----- Kutipan Teks

Sebelum lebih lanjut menelaah peran dan posisi perpustakaan ditengah budaya
postmodern ada baiknya terlebih dahulu mendeskripsikan budaya postmodern dengan
ciri-ciri yang berkembang dimasyarakat luar yang nantinya dapat kita bandingkan
dan telaah, baik dan buruknya budaya postmodern tersebut.
POSTMODERN
Pergulatan
tentang arti dan definisi postmodern dari bebarapa ahli sosiologi dan budaya
tidak dapat memberikan definisi yang pasti, hanya sebagian tokoh tersebut
memberikan indicator ‘wacana tanda’ yang dapat diaplikasikan dalam kehidupan
nyata yang sedang berlangsung sekarang ini. Tokoh postmodern yang sering
sebagai rujukan dalam menganalisa masyarakat postmodern diantaranya adalah
Lyotard yang memberikan wacana tanda berupa masyarakat postmodern dilandaskan
pada gerakan kearah tatanan post industrial. Lyotard memberikan asumsi bahwa kondisi masyarakat sekarang berada
pada kondisi ‘sesudah’ era industry yang apabila kita telusur bahwa
perkembangan masyarakat dimulai dari era kegelapan, renaissance dan era
revolusi industry. Memang asumsi ini didasarkan pada kondisi masyarakat eropa
pada saat itu, namun kondisi sekarang ini masyarakat dihadapkan pada kondisi
riil tentang adanya perubahan budaya kearah era ‘post industri’. Lebih lanjut
lyotard menjelaskan bahwa ketertarikan membicarakan masyarakat postmodern
adalah pengaruh efek-efek khusus dari ‘komputerisasi masyarakat’ atas
pengetahuan dan dia berpendapat bahwa hilangnya makna dalam postmodern tidak
boleh ditangisi karena hal ini berarti penggantian pengetahuan naratif oleh
pluralitas permainan bahasa dan universalisme oleh lokalisme (Featherstone). Bahwa
produksi industry tidak semata-mata untuk memenuhi kebutuhan konsumsi
masyarakat seperti halnya dalam era industry, tetapi kondisi sekarang ini
produksi lebih menekankan pada aspek ‘gaya hidup’, kecepatan yang mengaburkan
makna konsumsi itu sendiri. Produksi alat-alat konsumsi yang dihasilkan oleh
‘kapitalis produksi’ mengaburkan makna relasi produksi dan konsumsi hanya
semata-mata untuk menciptakan ‘hasrat kecepatan’, seperti terlihat dalam
penggunaan sarana teknologi computer hanya sebatas untuk pemenuhan gaya hidup
yang berasaskan kecepatan. Lyotard tertarik dengan fenomena perubahan sosial
budaya masyarakat diera penggunaan computer dan teknologi informasi. Sedangkan Baudlillard menakankan bahwa
bentuk-bentuk teknologi dan informasi baru menjadi pusat perubahan dari tatanan
sosial yang reproduktif, dimana berbagai simulasi dan model semakin melanda
dunia sehingga perbedaan antara yang nyata dengan yang tampak menjadi kabur.

----------

## Tugas 1
Ringkaslah teks tentang budaya postmodern di atas dalam dua kalimat.
## Tugas 2
Jawablah pertanyaan berikut berdasarkan kutipan teks.
(a) Menurut Lyotard, masyarakat sekarang berada pada kondisi apa?
(b) Menurut Lyotard, universalisme digantikan oleh apa?
(c) Apa yang semakin melanda dunia sehingga perbedaan antara yang nyata dan yang tampak menjadi kabur?
Catatan di bawah ini adalah bahan tersendiri yang terpisah dari kutipan teks.

----- Data Hasil Ekstraksi

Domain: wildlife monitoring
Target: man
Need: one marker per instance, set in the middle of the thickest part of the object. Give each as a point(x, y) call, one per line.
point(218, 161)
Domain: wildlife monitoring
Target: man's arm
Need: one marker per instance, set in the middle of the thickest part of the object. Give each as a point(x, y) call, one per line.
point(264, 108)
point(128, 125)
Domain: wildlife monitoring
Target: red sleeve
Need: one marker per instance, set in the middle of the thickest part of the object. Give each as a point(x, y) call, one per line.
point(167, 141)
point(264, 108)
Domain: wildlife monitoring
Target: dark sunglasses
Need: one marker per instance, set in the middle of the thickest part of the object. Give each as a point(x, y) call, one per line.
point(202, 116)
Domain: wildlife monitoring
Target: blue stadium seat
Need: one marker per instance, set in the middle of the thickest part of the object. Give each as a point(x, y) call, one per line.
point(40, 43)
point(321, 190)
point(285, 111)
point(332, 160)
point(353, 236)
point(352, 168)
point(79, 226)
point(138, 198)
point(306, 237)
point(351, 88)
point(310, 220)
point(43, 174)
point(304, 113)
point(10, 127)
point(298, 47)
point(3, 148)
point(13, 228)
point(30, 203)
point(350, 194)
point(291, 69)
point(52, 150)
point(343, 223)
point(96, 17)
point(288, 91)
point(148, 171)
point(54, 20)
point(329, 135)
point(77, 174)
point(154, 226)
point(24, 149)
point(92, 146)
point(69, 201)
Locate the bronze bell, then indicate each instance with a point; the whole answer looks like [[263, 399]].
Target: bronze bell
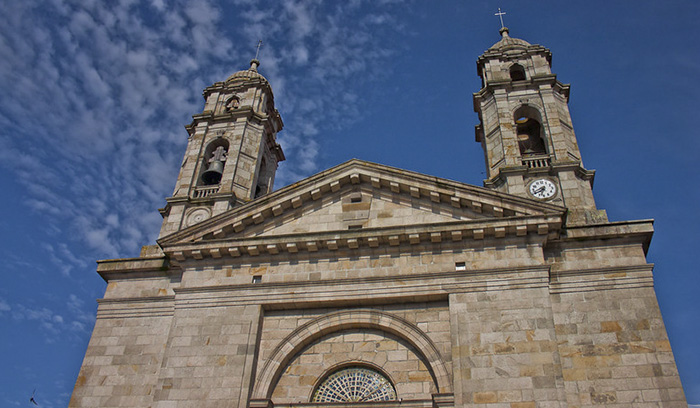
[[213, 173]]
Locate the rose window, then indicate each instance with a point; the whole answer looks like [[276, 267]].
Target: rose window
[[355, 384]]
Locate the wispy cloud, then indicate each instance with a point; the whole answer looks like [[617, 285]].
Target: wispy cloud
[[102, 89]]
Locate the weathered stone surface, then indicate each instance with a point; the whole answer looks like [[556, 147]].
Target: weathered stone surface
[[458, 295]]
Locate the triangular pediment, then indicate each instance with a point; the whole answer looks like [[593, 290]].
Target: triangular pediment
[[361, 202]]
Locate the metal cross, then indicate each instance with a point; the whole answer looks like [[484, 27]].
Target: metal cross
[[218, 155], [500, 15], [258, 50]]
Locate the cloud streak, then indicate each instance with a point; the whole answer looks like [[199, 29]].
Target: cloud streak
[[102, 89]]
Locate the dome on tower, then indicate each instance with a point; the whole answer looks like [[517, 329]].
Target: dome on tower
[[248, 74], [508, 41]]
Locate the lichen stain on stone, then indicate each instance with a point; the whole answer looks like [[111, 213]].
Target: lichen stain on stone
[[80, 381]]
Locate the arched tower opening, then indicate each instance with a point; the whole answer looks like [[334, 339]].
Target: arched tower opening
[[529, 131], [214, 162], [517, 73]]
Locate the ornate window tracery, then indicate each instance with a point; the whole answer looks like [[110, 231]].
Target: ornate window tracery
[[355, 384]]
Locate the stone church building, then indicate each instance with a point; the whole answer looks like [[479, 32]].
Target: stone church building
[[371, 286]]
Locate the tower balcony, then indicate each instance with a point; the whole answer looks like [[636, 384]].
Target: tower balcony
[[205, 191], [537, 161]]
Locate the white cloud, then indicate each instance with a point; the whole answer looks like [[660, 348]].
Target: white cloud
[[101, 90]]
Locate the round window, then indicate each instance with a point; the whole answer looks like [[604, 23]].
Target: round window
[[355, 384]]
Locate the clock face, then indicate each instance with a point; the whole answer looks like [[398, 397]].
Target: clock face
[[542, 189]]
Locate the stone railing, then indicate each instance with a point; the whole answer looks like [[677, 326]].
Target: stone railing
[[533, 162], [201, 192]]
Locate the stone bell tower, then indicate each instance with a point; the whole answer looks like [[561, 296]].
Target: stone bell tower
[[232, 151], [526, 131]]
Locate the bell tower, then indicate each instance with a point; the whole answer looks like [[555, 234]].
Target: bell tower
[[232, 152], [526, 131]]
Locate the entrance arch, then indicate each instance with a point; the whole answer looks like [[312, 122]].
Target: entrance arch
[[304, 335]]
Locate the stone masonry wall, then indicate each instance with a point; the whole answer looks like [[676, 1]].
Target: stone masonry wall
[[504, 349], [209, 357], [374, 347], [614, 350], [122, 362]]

----------
----- Data Hasil Ekstraksi

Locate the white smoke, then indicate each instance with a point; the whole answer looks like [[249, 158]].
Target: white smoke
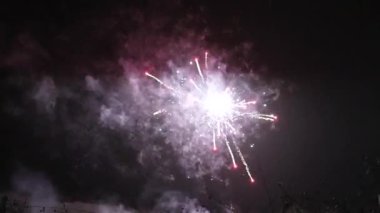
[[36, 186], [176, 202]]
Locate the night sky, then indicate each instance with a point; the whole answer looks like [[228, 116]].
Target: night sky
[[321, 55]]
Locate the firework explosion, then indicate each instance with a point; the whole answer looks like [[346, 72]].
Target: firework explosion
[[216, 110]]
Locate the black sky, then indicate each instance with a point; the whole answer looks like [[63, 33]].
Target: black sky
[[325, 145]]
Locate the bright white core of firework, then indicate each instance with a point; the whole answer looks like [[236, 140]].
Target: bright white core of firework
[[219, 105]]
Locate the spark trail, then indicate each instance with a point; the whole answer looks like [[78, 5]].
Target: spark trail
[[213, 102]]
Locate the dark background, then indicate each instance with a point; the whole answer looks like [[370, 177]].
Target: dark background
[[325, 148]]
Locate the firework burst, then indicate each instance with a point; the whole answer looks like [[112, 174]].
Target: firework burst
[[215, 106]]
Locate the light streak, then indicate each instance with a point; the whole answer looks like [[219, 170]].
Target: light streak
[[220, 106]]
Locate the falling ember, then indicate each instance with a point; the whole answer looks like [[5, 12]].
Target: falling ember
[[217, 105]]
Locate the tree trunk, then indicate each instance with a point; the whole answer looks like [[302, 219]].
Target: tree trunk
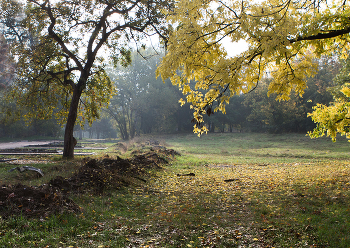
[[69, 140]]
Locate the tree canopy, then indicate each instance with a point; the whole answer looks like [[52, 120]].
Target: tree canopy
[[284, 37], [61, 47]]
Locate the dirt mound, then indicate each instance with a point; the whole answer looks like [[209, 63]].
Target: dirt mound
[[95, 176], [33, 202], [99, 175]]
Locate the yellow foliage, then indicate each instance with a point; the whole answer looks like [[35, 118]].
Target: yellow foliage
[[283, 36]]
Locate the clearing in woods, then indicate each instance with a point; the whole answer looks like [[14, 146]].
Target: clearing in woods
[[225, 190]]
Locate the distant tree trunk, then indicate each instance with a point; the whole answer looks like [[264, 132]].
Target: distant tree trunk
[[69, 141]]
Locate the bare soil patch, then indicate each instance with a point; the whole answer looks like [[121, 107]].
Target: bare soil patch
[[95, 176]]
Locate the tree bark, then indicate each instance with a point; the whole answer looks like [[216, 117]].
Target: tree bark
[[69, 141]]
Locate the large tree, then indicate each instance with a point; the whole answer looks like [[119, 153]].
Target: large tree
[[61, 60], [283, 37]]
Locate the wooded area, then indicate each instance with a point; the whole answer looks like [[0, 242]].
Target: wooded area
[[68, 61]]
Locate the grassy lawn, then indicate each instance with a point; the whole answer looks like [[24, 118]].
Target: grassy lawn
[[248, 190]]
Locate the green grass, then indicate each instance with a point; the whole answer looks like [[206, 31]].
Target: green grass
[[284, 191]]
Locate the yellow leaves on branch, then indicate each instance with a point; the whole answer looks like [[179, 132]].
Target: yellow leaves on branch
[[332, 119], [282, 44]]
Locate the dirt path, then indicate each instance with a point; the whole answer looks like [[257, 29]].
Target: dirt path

----------

## Jawaban Latihan 1
Para ahli sosiologi dan budaya tidak dapat memberikan definisi pasti tentang postmodern, tetapi Lyotard memandang masyarakat postmodern sebagai gerakan ke arah tatanan post industrial. Dalam kondisi ini, produksi lebih menekankan gaya hidup dan kecepatan daripada pemenuhan kebutuhan konsumsi, sementara teknologi dan informasi baru menjadi pusat perubahan tatanan sosial hingga perbedaan antara yang nyata dan yang tampak menjadi kabur.

## Jawaban Latihan 2
(a) Kondisi "sesudah" era industri.
(b) Lokalisme.
(c) Berbagai simulasi dan model.